Referring expression pointing data
- - - - - - -

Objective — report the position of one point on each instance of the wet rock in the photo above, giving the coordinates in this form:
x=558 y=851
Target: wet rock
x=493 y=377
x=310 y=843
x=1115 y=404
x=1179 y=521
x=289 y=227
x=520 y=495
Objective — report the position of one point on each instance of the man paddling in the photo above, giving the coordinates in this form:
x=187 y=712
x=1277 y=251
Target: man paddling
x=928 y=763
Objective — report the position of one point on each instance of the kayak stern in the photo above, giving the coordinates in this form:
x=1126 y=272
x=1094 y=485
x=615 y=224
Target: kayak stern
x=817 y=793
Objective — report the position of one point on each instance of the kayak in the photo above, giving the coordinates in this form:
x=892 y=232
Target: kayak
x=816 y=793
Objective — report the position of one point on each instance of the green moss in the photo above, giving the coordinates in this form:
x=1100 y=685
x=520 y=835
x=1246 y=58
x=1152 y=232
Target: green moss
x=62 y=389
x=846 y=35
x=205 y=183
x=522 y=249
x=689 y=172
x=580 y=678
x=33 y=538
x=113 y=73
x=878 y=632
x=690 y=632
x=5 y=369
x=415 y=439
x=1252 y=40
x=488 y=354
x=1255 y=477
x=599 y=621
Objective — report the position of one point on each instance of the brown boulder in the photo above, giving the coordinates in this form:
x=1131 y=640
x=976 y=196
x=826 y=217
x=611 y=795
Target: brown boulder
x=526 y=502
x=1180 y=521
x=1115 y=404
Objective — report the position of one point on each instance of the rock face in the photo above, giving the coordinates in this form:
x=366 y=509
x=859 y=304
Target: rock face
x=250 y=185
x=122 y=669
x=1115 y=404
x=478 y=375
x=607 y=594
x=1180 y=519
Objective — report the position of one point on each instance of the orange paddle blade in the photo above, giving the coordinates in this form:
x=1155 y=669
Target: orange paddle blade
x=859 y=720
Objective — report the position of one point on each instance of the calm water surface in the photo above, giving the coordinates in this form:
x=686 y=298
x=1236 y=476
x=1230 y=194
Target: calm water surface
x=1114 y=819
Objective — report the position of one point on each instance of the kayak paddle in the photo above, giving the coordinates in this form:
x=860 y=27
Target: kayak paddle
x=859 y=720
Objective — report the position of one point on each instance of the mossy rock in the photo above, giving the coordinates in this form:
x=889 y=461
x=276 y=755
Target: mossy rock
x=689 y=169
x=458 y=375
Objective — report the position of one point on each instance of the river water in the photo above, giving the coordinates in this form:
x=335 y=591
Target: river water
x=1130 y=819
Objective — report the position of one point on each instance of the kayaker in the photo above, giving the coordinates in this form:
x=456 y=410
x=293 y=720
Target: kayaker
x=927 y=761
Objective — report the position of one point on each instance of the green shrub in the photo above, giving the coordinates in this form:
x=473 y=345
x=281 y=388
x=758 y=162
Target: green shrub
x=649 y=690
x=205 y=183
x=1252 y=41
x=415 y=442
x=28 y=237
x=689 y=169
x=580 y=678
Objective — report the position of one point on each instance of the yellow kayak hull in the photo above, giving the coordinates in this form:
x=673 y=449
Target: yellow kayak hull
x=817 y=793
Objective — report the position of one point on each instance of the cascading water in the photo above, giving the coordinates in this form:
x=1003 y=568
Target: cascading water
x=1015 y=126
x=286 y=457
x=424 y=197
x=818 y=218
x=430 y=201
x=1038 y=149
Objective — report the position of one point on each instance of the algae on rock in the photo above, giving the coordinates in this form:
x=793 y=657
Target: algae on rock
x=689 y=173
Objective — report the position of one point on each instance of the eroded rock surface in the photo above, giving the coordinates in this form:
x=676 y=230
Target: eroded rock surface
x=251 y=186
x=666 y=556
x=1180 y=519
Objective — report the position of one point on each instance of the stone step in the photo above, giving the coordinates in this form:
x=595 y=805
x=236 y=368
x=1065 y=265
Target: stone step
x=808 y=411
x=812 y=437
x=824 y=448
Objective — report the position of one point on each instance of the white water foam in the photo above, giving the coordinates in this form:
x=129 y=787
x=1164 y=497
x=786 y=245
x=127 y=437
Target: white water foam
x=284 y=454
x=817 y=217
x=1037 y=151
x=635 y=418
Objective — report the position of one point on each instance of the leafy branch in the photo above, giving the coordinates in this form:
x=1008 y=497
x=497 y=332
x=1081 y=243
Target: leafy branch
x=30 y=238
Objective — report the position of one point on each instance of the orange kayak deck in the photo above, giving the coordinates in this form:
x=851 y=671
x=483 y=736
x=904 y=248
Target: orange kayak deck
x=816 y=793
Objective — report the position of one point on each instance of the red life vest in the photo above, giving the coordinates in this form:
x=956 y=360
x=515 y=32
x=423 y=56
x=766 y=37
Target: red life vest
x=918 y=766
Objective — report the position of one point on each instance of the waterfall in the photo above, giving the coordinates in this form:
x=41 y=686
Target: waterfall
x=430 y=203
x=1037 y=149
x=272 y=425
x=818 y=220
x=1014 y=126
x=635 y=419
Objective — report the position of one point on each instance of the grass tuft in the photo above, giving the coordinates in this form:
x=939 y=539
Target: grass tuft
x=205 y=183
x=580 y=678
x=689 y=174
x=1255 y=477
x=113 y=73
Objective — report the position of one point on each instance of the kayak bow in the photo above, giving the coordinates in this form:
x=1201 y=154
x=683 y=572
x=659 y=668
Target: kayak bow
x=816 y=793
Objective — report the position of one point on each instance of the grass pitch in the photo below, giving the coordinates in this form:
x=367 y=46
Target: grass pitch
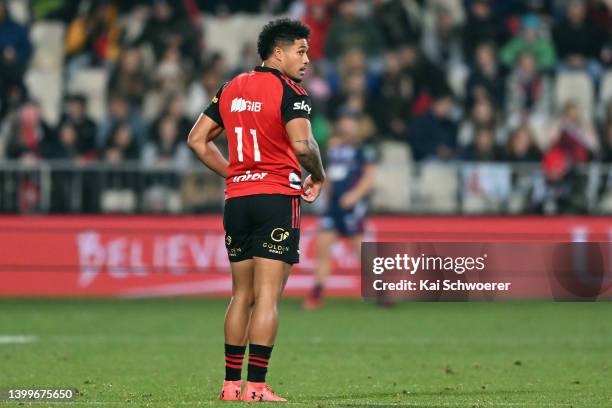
x=168 y=352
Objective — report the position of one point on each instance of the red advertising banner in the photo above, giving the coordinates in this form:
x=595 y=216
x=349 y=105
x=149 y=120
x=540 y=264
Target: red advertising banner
x=140 y=256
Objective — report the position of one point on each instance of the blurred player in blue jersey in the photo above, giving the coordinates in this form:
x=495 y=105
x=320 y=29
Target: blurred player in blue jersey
x=350 y=178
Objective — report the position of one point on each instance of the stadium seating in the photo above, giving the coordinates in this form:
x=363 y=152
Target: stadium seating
x=577 y=87
x=438 y=188
x=393 y=178
x=91 y=82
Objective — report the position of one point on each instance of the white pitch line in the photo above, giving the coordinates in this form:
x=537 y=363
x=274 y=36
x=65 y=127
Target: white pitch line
x=328 y=403
x=94 y=338
x=17 y=339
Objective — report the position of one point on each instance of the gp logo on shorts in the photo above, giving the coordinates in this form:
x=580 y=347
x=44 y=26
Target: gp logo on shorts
x=279 y=235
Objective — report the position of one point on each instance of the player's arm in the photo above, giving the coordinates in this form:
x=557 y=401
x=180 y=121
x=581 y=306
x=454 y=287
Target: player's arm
x=307 y=152
x=200 y=140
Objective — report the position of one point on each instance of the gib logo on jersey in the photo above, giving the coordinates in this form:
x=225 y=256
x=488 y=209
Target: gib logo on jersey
x=302 y=106
x=248 y=176
x=240 y=105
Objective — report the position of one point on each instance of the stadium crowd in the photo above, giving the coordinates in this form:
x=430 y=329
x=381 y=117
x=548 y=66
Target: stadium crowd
x=472 y=81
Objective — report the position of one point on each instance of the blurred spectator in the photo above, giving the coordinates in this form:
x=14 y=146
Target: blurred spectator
x=396 y=95
x=168 y=27
x=354 y=60
x=574 y=143
x=84 y=127
x=529 y=92
x=122 y=145
x=13 y=36
x=318 y=18
x=120 y=113
x=15 y=51
x=578 y=40
x=349 y=30
x=129 y=77
x=606 y=154
x=29 y=136
x=482 y=115
x=573 y=133
x=175 y=110
x=486 y=80
x=606 y=134
x=441 y=40
x=63 y=10
x=521 y=146
x=354 y=99
x=482 y=25
x=426 y=78
x=92 y=39
x=483 y=148
x=530 y=40
x=396 y=22
x=214 y=73
x=167 y=150
x=66 y=145
x=13 y=91
x=434 y=135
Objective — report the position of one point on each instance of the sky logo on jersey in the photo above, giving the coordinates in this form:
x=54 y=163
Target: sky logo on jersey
x=302 y=106
x=249 y=176
x=240 y=105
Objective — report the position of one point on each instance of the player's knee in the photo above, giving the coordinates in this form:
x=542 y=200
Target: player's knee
x=267 y=298
x=244 y=297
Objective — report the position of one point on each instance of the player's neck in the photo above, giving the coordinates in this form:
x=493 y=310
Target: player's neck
x=272 y=64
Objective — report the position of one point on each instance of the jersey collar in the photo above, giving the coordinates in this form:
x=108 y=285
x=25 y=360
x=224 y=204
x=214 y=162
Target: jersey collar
x=266 y=69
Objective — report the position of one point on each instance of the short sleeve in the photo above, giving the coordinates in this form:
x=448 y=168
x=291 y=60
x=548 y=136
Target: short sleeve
x=295 y=105
x=212 y=111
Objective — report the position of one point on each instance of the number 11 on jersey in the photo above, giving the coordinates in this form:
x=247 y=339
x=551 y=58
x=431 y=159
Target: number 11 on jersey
x=257 y=155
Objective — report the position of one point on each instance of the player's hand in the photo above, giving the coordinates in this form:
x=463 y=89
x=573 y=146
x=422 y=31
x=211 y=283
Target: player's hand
x=312 y=189
x=348 y=200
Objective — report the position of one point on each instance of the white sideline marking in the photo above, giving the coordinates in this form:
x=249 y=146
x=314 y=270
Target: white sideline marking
x=8 y=339
x=311 y=403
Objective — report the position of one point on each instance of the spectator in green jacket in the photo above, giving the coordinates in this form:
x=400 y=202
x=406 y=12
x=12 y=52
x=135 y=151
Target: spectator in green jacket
x=532 y=41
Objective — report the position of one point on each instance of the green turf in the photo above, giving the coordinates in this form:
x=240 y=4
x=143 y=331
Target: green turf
x=169 y=353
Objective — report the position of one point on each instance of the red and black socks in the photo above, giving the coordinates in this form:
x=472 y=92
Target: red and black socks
x=233 y=362
x=259 y=356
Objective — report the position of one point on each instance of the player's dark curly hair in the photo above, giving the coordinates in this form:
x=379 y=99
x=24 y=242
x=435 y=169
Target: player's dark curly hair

- - - - - - -

» **INSTRUCTIONS FOR THE TASK**: The lines above that hold the word "dark" should be found and copied out.

» **EXPECTED ANSWER**:
Objective — report the position of one point on each instance of the player's dark curly hair in the photo above, giving the coordinates in this form:
Target: player's dark curly hair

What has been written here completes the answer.